• [PASSAGE PROVIDED]
..............................

AR: attendance is required

PR: BIOC 3105

4211

Biochemical Research Techniques II

is designed to familiarize students with methods used for the study of cellular and subcellular metabolism. This course may include a research project.

AR: attendance is required

LC: times as arranged

LH: times as arranged

PR: BIOC 3106

4220

Introduction to General and Autonomic Pharmacology

(same as Medicine 4300) deals with the general principles of pharmacology (dose-response relationship, drug-receptor interaction, absorption, distribution, metabolism, excretion of drugs), and drugs that affect neuromuscular and autonomic neurotransmissin, the cardiovascular, gastrointestinal, and central nervous systems, and autacoids/prostanoids.

CO: BIOC 3106 or Pharmacy 3111

CR: Medicine 4300

LH: 3

PR: BIOC 311A/B or Medicine 310A/B or Pharmacy 2002/2003 (or the former Pharmacy 3201/3202)

4230-4239

Special Topics in Biochemistry

will be given for senior undergraduates, and will cover a range of topics in specialized fields in Biochemistry. They may be taught by visiting specialists when available.

..............................

• [WHAT YOU NEED TO DO] Extend the biochemistry course descriptions above, picking up after their final sentence.

• [DATA SECTION]
..............................

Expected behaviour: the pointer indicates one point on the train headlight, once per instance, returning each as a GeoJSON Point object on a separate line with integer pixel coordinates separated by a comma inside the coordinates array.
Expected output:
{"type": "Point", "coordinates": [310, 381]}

..............................

• [ANSWER TO THIS EXERCISE]
PR: to be determined at the time of offering

4240

Nutrigenetics and Nutrigenomics

is designed to familiarize students with emerging discoveries in the area of diet-gene interaction and to further their understanding of the relationships between the genome and diet as well as the potential to design personalized diets for better health. Students will develop an appreciation for the role of nutrients in the prevention and/or development of disease.

PR: BIOC 2100 or Biology 2250; BIOC 3106; and one of BIOC 3203 or the former BIOC 3200

4242-4249

Special Topics in Nutrition

will be given for senior undergraduates, and will cover a range of topics in specialized fields in Nutrition. They may be taught by visiting specialists when available.

PR: to be determined at the time of offering

4300

Advanced Nutrition

is a course in which current controversies and trends in human nutrition are presented and discussed using the scientific literature.

PR: BIOC 3203 or the former BIOC 3200/3201, and either BIOC 311B or Medicine 310B

4301

Nutrition and Disease

is a course which addresses the scientific basis for nutritional intervention in chronic human disease.

PR: BIOC 3203 or the former BIOC 3200/3201, and either BIOC 311B or Medicine 310B

4400

Food Analysis

- inactive course.

4502

Techniques in Nutrition Research

is a seminar course in which faculty and students will discuss concepts and methods used in the study of nutrition. Students will be responsible for reading and critically assessing recent literature.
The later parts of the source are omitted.